Rewrite all of the material below, replacing every "Locate" with "Mark" and changing nothing else. Omit the pictures.

[Begin Dataset records]

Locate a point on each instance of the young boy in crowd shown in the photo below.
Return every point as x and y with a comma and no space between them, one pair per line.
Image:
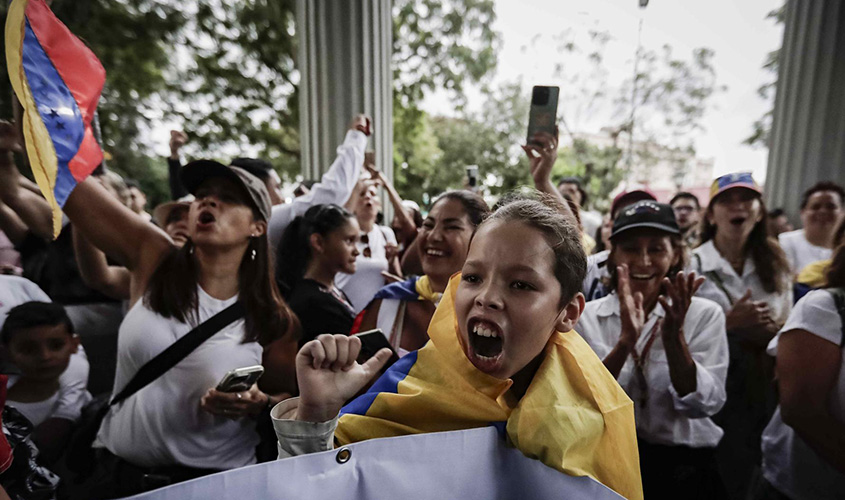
39,339
501,351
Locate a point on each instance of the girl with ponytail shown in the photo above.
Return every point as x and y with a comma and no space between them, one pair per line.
314,248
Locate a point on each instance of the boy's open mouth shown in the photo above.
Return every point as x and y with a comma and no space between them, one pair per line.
486,344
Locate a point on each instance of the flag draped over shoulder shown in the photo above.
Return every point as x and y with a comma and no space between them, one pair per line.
574,417
58,81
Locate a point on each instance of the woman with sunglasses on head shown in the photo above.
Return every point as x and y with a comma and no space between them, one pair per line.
315,247
189,428
403,310
749,277
666,348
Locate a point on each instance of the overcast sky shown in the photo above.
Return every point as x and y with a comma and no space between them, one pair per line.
737,31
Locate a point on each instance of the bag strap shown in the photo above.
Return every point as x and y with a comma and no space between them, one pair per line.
839,300
179,350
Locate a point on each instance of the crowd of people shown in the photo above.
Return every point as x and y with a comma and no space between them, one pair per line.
689,349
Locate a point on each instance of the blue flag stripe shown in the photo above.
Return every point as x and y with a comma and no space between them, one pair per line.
57,107
389,382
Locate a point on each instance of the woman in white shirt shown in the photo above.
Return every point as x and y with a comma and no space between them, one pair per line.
666,348
821,210
178,427
373,259
804,444
748,276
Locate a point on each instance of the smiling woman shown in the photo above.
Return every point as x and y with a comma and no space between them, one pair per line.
666,348
749,277
403,310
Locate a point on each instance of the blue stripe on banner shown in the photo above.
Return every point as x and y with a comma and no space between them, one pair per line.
404,290
57,107
388,382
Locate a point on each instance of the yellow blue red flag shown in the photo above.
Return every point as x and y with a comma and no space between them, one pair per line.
58,81
574,416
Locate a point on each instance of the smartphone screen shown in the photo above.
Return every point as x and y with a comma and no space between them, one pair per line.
372,341
543,115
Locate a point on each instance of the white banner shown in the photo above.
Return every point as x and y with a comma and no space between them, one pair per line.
470,464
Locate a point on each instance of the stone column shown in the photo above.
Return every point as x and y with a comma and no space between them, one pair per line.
345,48
807,142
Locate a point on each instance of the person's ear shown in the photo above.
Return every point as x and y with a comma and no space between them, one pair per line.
257,228
318,245
570,313
708,214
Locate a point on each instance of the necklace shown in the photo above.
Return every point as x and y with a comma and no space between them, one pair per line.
640,361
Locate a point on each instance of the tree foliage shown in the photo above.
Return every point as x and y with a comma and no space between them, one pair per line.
654,112
235,87
443,45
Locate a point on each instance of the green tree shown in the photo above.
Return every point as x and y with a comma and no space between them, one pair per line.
653,113
235,89
436,45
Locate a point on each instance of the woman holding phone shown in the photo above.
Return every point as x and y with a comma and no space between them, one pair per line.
179,427
190,428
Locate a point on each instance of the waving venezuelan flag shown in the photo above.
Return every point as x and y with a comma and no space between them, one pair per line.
574,416
58,81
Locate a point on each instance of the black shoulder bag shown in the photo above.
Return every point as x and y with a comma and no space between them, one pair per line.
80,454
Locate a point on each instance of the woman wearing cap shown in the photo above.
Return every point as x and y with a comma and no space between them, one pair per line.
179,422
666,348
749,277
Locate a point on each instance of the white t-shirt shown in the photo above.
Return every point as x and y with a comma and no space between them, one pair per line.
72,395
788,462
162,424
367,280
799,251
334,187
724,286
68,401
667,418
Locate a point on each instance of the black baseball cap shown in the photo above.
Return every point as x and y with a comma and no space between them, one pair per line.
645,214
194,173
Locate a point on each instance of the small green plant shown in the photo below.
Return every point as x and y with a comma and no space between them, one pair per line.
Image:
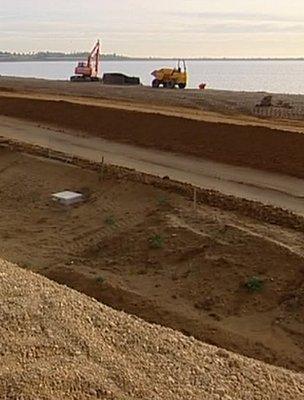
110,220
156,242
254,284
100,279
163,201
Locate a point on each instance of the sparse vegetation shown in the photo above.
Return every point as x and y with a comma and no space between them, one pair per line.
254,284
156,242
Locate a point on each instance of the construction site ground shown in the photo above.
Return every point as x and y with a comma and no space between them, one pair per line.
146,251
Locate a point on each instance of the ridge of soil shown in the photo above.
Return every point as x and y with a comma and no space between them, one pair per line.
137,245
251,146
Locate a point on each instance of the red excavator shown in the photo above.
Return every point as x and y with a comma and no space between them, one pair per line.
88,71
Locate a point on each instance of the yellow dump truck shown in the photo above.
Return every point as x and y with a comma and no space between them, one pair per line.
171,77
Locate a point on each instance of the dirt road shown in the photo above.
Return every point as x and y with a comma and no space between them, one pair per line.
269,188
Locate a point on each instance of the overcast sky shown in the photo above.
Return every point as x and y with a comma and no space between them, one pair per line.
186,28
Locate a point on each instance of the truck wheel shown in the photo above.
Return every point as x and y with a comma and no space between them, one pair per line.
170,85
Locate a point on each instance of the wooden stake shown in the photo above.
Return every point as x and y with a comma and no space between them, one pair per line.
194,199
101,169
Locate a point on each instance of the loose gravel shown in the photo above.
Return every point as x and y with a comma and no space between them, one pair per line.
59,344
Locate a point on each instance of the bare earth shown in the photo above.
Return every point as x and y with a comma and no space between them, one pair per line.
194,282
137,244
268,188
58,344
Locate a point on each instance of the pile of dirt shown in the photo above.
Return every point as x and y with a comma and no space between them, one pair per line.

[End Dataset records]

- Final result:
Mark a point on each instance of the young boy in crowd shown in the photo below.
Return every point as x and y with a comma and no space between them, one pair per line.
Image:
39,339
501,351
Mark a point on each instance of the girl with ponytail shown in the photo above.
Return every point as x and y with a comma and no space between them, one pair per line.
314,248
Mark a point on each instance of the boy's open mouth shown in the photo above.
Return every point as x and y with a comma and no space between them, one pair per line.
486,344
Mark a point on each instance of the flag draped over shoulder shown in the photo above.
Return every point as x and y with a comma and no space between them, one pair per line.
574,417
58,81
Mark a point on each instance of the woman with sunglasses on head shown in the photo above.
Return every point as x and y with a comma and no space between them, one pair per line.
315,247
189,428
403,310
749,277
666,348
Mark a point on each instance of the overcast sky shown in the photo above.
Return every point as x and y with a comma and no space between them, one pair per line.
737,31
Mark a point on each instance of the bag strap shown in the photo above.
Return every point as x and y with a comma and no space between them, one pair per line.
839,300
179,350
Mark a point on each instance of the crowd of people shown in the photo above.
Return every point as x and y with a comma and no space between them, one pair per line.
689,349
Mark a point on each instance of the blue flag stripe shown in the photo above.
Return every point as x and y with a comma and no space between them, one pair per line.
57,107
389,382
Mark a point on each instance of the woman in white shirt shown in the photo above.
Return every point as x and y with a comma and no space between them, one pair per line.
666,348
821,210
178,427
373,259
804,444
748,276
Mark a point on each instance of the smiling woman shown in the photo above.
Return every point as x and y with a comma and no space between them, one pair per line.
666,348
749,277
403,310
Mark a point on each instance of the blue stripe on banner shown in the photo above.
Return every point as x and y with a comma and no space between them, one pair per line.
404,290
57,107
388,382
Mark a point on each instance of the yellow blue red flag shown in the photo above.
Return every point as x and y with a comma and no space between them, one pair per line.
58,81
574,416
Mark a point on each instance of the smartphone screen shown in the photo above.
Return every point as x and y with a comma and no space between them, one pair per line.
372,341
543,115
Mark a point on each instance of the white banner shown in the photo above.
Return every point as x and y with a comma and no space between them, one pair per line.
470,464
Mark a point on each instance of the stone column shown in the photo above.
Return every point as x and y with a comma and no space between them, one pair per line.
345,48
807,142
Mark a point on each instance of the person's ear shown in the photo above.
Return every point as x and y with a comma and no space between them, one pair per line.
257,228
318,245
570,313
708,214
Mark a point on each instance of the necklace shown in the photo above.
Return every point as x and y with a comma and no space between them, one pair per line.
640,361
Mark a point on each instance of the tree foliage shown in the photo above.
Return every point as x and y with a comma and no space between them, one pair per line.
654,112
235,87
443,45
Mark a point on each instance of the green tree shown in the photo above.
Return every point as x and y with a comma and no space between them, one pair per line.
653,113
235,89
436,45
Mark a point on each instance of the woman holding phone shown in the photo above.
Return every point as x and y with a comma and no space between them, one pair per line.
179,427
190,428
Mark a point on each instance of the waving venezuelan flag shown in the photo above.
Return every point as x and y with a comma and no space between them, one pair per line.
574,416
58,81
Mark a point on each instance of the black shoulder bag shown in the photo above.
Return every point as x and y with a comma and no space between them, one pair per line.
80,454
Mark a point on each instance of the woman wearing cap shown in the photo above.
Return every point as x and y with a comma and no space between them, one pair per line.
179,422
666,348
749,277
Mark a point on each instance of the white t-shirt shown in the photo above.
Return every point as x and y with a comma and no space between them, one pair per line.
72,395
788,462
162,424
367,280
799,251
334,187
724,286
68,401
667,418
Mark a point on each instance of the black baseball cap shown in the photo above.
Return every point as x and y with a comma and no space between them, one pair per line.
645,214
194,173
Mark a point on each instance of the small green plant shown in the photo below.
Return every point as x and y with a comma and no space between them, one pair per line.
Image:
110,220
156,242
254,284
100,279
163,201
Mark a point on each instance of the sparse vegetation shown in the photo above.
Return every point as x and y with a comma and no space between them, one pair per line.
254,284
156,242
Mark a point on each instance of the construction site ground shown in the photo above.
Return every point as x and y with a comma and no space between them, one pair per line.
146,251
Mark a point on each instance of the ridge of soil shown in the photo above.
Return every point as x and y with a comma and no space between them, one pair per line.
137,245
251,146
Mark a point on each instance of the red excavator shown in the photo above.
Return every point as x and y with a comma and no space between them, one pair per line.
88,71
Mark a point on each instance of the yellow dump truck shown in the photo above.
Return every point as x and y with a comma and no space between them, one pair per line.
171,77
Mark a point on each instance of the dirt road shown in the photo above.
Return every point as x and y with a comma and no space between them, one pair per line.
269,188
Mark a point on each instance of the overcast sky shown in the photo above.
Return every point as x and y with a comma and no space between them, one pair per line.
186,28
Mark a point on each instance of the truck wheel shown in the photo above.
Return every point as x and y with a comma and no space between them, one pair per line.
170,85
Mark a point on each instance of the wooden stake shown in the photo above.
Return every point as x and y with a comma and no space between them, one pair per line.
194,199
101,169
Mark a point on each instance of the loose gravel shown in the photo above.
Return every point as x and y with a comma and no space between them, one pair per line.
59,344
Mark a point on each instance of the bare earth shown in the photo above.
Return every point as x and y with a comma and no space between them, one pair per line.
194,282
137,244
268,188
58,344
Mark a point on each instance of the pile of dirt shown in the photo above.
Return every point as x and y with a comma and no space between them, one pair per line.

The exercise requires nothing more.